### [EXERCISE]
Return all of the listing word for word; the pictures stay out.
##### INFORMATION SHOWN #####
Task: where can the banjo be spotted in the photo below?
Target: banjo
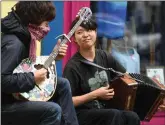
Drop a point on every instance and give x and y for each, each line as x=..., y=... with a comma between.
x=44, y=90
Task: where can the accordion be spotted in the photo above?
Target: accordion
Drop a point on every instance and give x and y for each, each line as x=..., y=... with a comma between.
x=137, y=93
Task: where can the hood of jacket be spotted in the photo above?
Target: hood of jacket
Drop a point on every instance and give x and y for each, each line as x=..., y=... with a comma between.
x=11, y=24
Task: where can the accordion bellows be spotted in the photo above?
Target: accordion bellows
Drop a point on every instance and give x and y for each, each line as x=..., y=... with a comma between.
x=137, y=93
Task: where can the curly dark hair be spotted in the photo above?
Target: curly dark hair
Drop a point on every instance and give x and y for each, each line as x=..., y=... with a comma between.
x=89, y=24
x=35, y=12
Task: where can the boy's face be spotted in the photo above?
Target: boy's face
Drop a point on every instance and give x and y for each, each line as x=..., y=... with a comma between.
x=85, y=39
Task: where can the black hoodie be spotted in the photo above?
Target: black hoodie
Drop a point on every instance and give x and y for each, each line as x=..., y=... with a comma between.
x=14, y=48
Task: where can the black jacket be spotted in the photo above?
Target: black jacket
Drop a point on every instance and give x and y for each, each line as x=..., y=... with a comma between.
x=14, y=48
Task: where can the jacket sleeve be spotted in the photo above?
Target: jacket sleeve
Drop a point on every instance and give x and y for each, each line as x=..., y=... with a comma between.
x=18, y=82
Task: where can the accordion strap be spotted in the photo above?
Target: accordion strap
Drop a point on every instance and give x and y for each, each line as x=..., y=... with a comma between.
x=108, y=69
x=98, y=66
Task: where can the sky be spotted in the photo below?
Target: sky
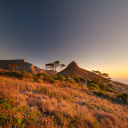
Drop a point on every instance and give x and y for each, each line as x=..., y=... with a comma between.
x=94, y=33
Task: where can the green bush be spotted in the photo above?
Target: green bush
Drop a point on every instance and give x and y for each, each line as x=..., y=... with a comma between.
x=61, y=78
x=102, y=86
x=100, y=93
x=93, y=86
x=123, y=96
x=77, y=79
x=15, y=74
x=83, y=80
x=110, y=90
x=26, y=75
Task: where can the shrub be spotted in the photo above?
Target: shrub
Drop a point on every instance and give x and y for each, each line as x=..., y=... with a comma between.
x=14, y=73
x=123, y=96
x=83, y=80
x=61, y=78
x=110, y=90
x=77, y=79
x=26, y=75
x=100, y=93
x=93, y=86
x=102, y=86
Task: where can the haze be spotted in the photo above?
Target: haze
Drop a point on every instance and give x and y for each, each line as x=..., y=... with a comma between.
x=94, y=33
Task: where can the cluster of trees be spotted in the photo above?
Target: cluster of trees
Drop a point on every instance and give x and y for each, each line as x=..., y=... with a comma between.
x=54, y=65
x=104, y=75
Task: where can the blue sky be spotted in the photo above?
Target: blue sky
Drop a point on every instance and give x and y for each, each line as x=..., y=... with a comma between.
x=94, y=33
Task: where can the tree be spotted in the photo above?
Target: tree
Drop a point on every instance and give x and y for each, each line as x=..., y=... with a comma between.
x=53, y=66
x=62, y=66
x=12, y=66
x=56, y=64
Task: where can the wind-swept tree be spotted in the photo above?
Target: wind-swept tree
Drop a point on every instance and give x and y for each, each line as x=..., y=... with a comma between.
x=12, y=66
x=62, y=66
x=56, y=64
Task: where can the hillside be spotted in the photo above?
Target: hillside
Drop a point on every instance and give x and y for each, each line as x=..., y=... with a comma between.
x=21, y=66
x=55, y=102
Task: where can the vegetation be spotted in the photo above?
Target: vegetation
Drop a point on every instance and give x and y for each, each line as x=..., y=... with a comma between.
x=54, y=65
x=52, y=101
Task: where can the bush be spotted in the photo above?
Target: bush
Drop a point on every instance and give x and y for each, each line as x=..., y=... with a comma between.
x=100, y=93
x=26, y=75
x=93, y=86
x=123, y=96
x=77, y=79
x=61, y=78
x=14, y=73
x=110, y=90
x=83, y=80
x=102, y=86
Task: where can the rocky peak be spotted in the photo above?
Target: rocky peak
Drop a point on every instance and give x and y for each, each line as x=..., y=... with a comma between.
x=73, y=64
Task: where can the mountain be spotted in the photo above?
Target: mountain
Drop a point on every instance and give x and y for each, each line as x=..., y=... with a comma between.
x=74, y=69
x=21, y=66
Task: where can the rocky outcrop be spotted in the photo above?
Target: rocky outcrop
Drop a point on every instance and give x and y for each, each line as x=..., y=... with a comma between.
x=74, y=69
x=21, y=66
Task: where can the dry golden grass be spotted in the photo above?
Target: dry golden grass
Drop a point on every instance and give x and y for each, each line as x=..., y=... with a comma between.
x=43, y=105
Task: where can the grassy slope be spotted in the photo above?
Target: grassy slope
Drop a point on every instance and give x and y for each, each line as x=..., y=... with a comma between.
#####
### [RESULT]
Task: where can the banjo be spotted in the photo below?
Target: banjo
Drop a point on every instance and give x and y for each, each line as x=..., y=... with a comma between.
x=44, y=90
Task: where can the accordion be spotted in the photo above?
Target: accordion
Drop a point on every instance and give x and y for each, each line as x=..., y=... with a comma between.
x=137, y=93
Task: where can the hood of jacket be spotted in the photo above?
Target: hood of jacket
Drop a point on every instance and give x and y for each, each line as x=..., y=... with a comma between.
x=11, y=24
Task: where can the accordion bellows be spotted in the photo above?
Target: accordion bellows
Drop a point on every instance and give x and y for each, each line as x=..., y=... with a comma between.
x=137, y=93
Task: where can the curly dark hair be spotted in the photo above?
Target: curly dark hair
Drop a point on every instance and give x and y for each, each line as x=..., y=... with a comma between.
x=89, y=24
x=35, y=12
Task: where can the boy's face be spotted in the photo above?
Target: boy's face
Drop a point on every instance and give x and y for each, each line as x=..., y=... with a comma between.
x=85, y=39
Task: where can the black hoodie be spotted in the photo above?
Target: black hoodie
Drop a point on every instance and give x and y for each, each line as x=..., y=... with a comma between.
x=14, y=48
Task: where can the black jacket be spotted in the photo above?
Target: black jacket
Drop a point on every instance and give x and y for each, each line as x=..., y=... with a comma between.
x=14, y=48
Task: where can the jacket sleeve be spotted in the photo above?
Target: jacket sleeve
Drop a point on every instance and give x and y for each, each line as x=..., y=... with a comma between.
x=18, y=82
Task: where can the accordion strap be spotted in the photo above?
Target: accordion strap
Drop a point on every instance and give x and y for each, each line as x=..., y=... with a comma between.
x=108, y=69
x=98, y=66
Task: where can the sky be spotted in the photo below?
Target: sky
Drop a point on every instance and give x and y for each, each line as x=..., y=... with a comma between.
x=94, y=33
Task: where can the green bush be spotted in the photo above?
Target: green bush
Drop a point on every instance and give x and y for each, each line as x=..., y=... with a comma between.
x=61, y=78
x=102, y=86
x=100, y=93
x=93, y=86
x=123, y=96
x=77, y=79
x=15, y=74
x=83, y=80
x=110, y=90
x=26, y=75
Task: where can the shrub be spotted in the photo above?
Target: shrub
Drop a point on every instance and give x and y for each, each line as x=..., y=... with a comma between.
x=14, y=73
x=123, y=96
x=83, y=80
x=61, y=78
x=110, y=90
x=77, y=79
x=26, y=75
x=100, y=93
x=93, y=86
x=102, y=86
Task: where can the haze be spotted in the photo above?
Target: haze
Drop a point on every instance and give x and y for each, each line as x=..., y=... with a comma between.
x=94, y=33
Task: where can the cluster of trees be spotted in the photo above?
Target: cluster of trees
Drop a point on every instance and give x and y for each, each line as x=..., y=... with a comma between.
x=54, y=65
x=104, y=75
Task: where can the blue sky be spotted in the photo above?
Target: blue sky
Drop a point on every instance and give x and y for each, each line as x=..., y=... with a comma between.
x=94, y=33
Task: where can the tree be spotted in the photo above?
Target: tree
Drop a point on every instance and give x and y for each, each line as x=..., y=... with a comma between.
x=53, y=66
x=62, y=66
x=12, y=66
x=56, y=64
Task: where can the wind-swept tree be spotted in the photo above?
Target: wind-swept tree
Drop a point on every instance and give x and y for each, each line as x=..., y=... with a comma between.
x=12, y=66
x=62, y=66
x=56, y=64
Task: where can the hillside be spotted in the photo above?
Target: hillside
Drop a point on every instance and give x and y for each, each line as x=..., y=... with a comma between.
x=21, y=66
x=55, y=102
Task: where can the vegetation be spotted in the photo above?
Target: vegetation
Drop a point on every instance and give x and y for each, each line as x=..., y=... with a comma between.
x=54, y=65
x=52, y=101
Task: where can the bush be spotted in the photo above?
Target: bush
Drop a point on every instance and give x and y for each, each line as x=..., y=... with a comma between.
x=100, y=93
x=26, y=75
x=93, y=86
x=123, y=96
x=77, y=79
x=61, y=78
x=14, y=73
x=110, y=90
x=83, y=80
x=102, y=86
Task: where can the rocky peak be spotted in the photo above?
Target: rocky peak
Drop a point on every instance and give x and y for each, each line as x=..., y=... with a comma between.
x=73, y=64
Task: where can the mountain be spotted in the photo above?
Target: mountain
Drop a point on every instance and give x and y for each, each line as x=..., y=... with a comma between.
x=74, y=69
x=21, y=66
Task: where can the rocky outcrop be spotted in the photo above?
Target: rocky outcrop
Drop a point on every instance and give x and y for each, each line as x=..., y=... with a comma between.
x=74, y=69
x=21, y=66
Task: where can the dry golden grass be spotted in the photo above?
Target: dry golden grass
Drop a point on every instance and give x and y for each, each line as x=..., y=... with a comma between.
x=43, y=105
Task: where can the grassy slope be spotted in the photo above?
Target: grassy slope
Drop a point on every instance and give x and y for each, each line as x=..., y=... with a comma between.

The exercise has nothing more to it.